Problem A
In the records, lay out as a numbered list the lines starting at the line that has "Mark every instance of white van." and ending after the line that has "xmin=58 ymin=56 xmax=88 ymax=75", leaving out any blank lines.
** begin Extract **
Noctropolis Adventure category

Title screen from Noctropolis

It shouldn’t be controversial to suggest that big ideas need great talent to pull off. Richard Garriott nearly single-handedly created Ultima, but he was a designer of immense skill and vision. Not everyone can execute a game of that scale, and if you don’t have a capable team, the results will not match the scope its design.

Noctropolis is a notable casualty of a developer tackling an ambitious concept that it could never see to fruition. In an ideal world, Noctropolis would be a rollicking comic book adventure with high energy, snappy writing, and grand stakes. But that is not this game. Noctropolis is an endless series of failures and mistakes, a parade of terrible acting, nonsensical plotting, and unchecked psychopathy. Flashpoint Productions tried so hard to make the ultimate original adventure franchise, and wow, what a spectacular mess.

In Noctropolis, you play as Peter Grey, a failing comic book store owner on the verge of bankruptcy. Grey’s favorite comic is Darksheer, the story of an eponymous superhero who defends the Gotham-esque city of Noctropolis from ne’er-do-wells with the help of his catsuit-clad sidekick Stiletto. One evening, a package arrives from the Cygnus Publishing Group containing a special final edition of Darksheer. It’s a bleak issue, implying that Darksheer has vanished and that villainy has overtaken the city. When Grey finishes, a powerful and mysterious force sucks him into the world of the comic, stranding him in Noctropolis – and leaving him to take up the mantle of Darksheer.
** end Extract **
Problem B
In the Noctropolis review, what kind of business does Peter Grey own?
** begin Listed entries **
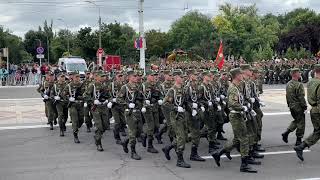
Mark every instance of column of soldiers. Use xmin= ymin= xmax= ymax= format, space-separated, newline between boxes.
xmin=38 ymin=64 xmax=264 ymax=172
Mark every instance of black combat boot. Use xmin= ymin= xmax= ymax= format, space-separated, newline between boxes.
xmin=95 ymin=138 xmax=103 ymax=152
xmin=211 ymin=149 xmax=232 ymax=166
xmin=249 ymin=150 xmax=264 ymax=159
xmin=113 ymin=128 xmax=121 ymax=145
xmin=140 ymin=134 xmax=147 ymax=147
xmin=155 ymin=127 xmax=166 ymax=144
xmin=177 ymin=152 xmax=191 ymax=168
xmin=73 ymin=132 xmax=80 ymax=144
xmin=50 ymin=122 xmax=53 ymax=130
xmin=209 ymin=141 xmax=219 ymax=154
xmin=131 ymin=144 xmax=141 ymax=160
xmin=247 ymin=156 xmax=261 ymax=165
xmin=121 ymin=139 xmax=129 ymax=153
xmin=281 ymin=129 xmax=291 ymax=143
xmin=293 ymin=142 xmax=309 ymax=161
xmin=190 ymin=144 xmax=206 ymax=162
xmin=295 ymin=137 xmax=302 ymax=146
xmin=240 ymin=157 xmax=258 ymax=173
xmin=162 ymin=144 xmax=174 ymax=160
xmin=147 ymin=137 xmax=159 ymax=153
xmin=60 ymin=127 xmax=64 ymax=137
xmin=253 ymin=144 xmax=266 ymax=152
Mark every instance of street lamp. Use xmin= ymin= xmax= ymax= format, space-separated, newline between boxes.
xmin=57 ymin=18 xmax=70 ymax=54
xmin=84 ymin=1 xmax=102 ymax=66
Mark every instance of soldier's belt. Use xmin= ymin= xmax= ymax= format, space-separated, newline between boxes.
xmin=230 ymin=110 xmax=243 ymax=114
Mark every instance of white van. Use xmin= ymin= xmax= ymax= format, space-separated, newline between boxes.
xmin=58 ymin=56 xmax=88 ymax=75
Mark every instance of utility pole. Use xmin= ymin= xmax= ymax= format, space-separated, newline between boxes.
xmin=138 ymin=0 xmax=146 ymax=73
xmin=47 ymin=36 xmax=50 ymax=64
xmin=85 ymin=1 xmax=102 ymax=66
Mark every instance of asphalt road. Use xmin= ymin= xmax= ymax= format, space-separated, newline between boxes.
xmin=0 ymin=86 xmax=320 ymax=180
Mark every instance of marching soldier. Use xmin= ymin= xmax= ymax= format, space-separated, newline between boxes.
xmin=185 ymin=70 xmax=205 ymax=161
xmin=163 ymin=70 xmax=191 ymax=168
xmin=199 ymin=71 xmax=219 ymax=154
xmin=37 ymin=72 xmax=56 ymax=130
xmin=117 ymin=71 xmax=143 ymax=160
xmin=141 ymin=71 xmax=162 ymax=153
xmin=62 ymin=73 xmax=84 ymax=143
xmin=294 ymin=64 xmax=320 ymax=161
xmin=282 ymin=68 xmax=307 ymax=146
xmin=108 ymin=72 xmax=126 ymax=145
xmin=82 ymin=72 xmax=93 ymax=133
xmin=84 ymin=72 xmax=110 ymax=151
xmin=50 ymin=74 xmax=68 ymax=136
xmin=212 ymin=68 xmax=257 ymax=173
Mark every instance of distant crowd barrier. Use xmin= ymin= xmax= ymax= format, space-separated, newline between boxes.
xmin=0 ymin=72 xmax=42 ymax=86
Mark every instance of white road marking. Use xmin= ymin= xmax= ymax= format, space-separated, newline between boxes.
xmin=201 ymin=149 xmax=310 ymax=159
xmin=0 ymin=98 xmax=42 ymax=101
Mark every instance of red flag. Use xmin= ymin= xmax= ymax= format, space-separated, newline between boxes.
xmin=214 ymin=41 xmax=224 ymax=70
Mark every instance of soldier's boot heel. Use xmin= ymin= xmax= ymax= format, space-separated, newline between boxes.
xmin=121 ymin=139 xmax=129 ymax=153
xmin=113 ymin=128 xmax=121 ymax=145
xmin=60 ymin=127 xmax=64 ymax=137
xmin=141 ymin=134 xmax=147 ymax=147
xmin=190 ymin=144 xmax=206 ymax=162
xmin=293 ymin=142 xmax=309 ymax=161
xmin=240 ymin=157 xmax=258 ymax=173
xmin=96 ymin=139 xmax=103 ymax=152
xmin=73 ymin=132 xmax=80 ymax=144
xmin=177 ymin=152 xmax=191 ymax=168
xmin=50 ymin=122 xmax=53 ymax=130
xmin=162 ymin=145 xmax=174 ymax=160
xmin=131 ymin=144 xmax=141 ymax=160
xmin=147 ymin=138 xmax=159 ymax=153
xmin=281 ymin=130 xmax=291 ymax=143
xmin=295 ymin=137 xmax=302 ymax=146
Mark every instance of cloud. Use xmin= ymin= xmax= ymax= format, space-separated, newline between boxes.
xmin=0 ymin=0 xmax=320 ymax=37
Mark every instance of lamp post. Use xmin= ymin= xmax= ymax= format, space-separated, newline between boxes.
xmin=57 ymin=18 xmax=70 ymax=54
xmin=85 ymin=1 xmax=102 ymax=66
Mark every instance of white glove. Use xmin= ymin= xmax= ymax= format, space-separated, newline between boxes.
** end Listed entries **
Exercise result A
1. Mark every instance of white van. Use xmin= ymin= xmax= ymax= format, space-separated, newline between boxes.
2. xmin=58 ymin=56 xmax=88 ymax=75

Exercise result B
A failing comic book store on the verge of bankruptcy.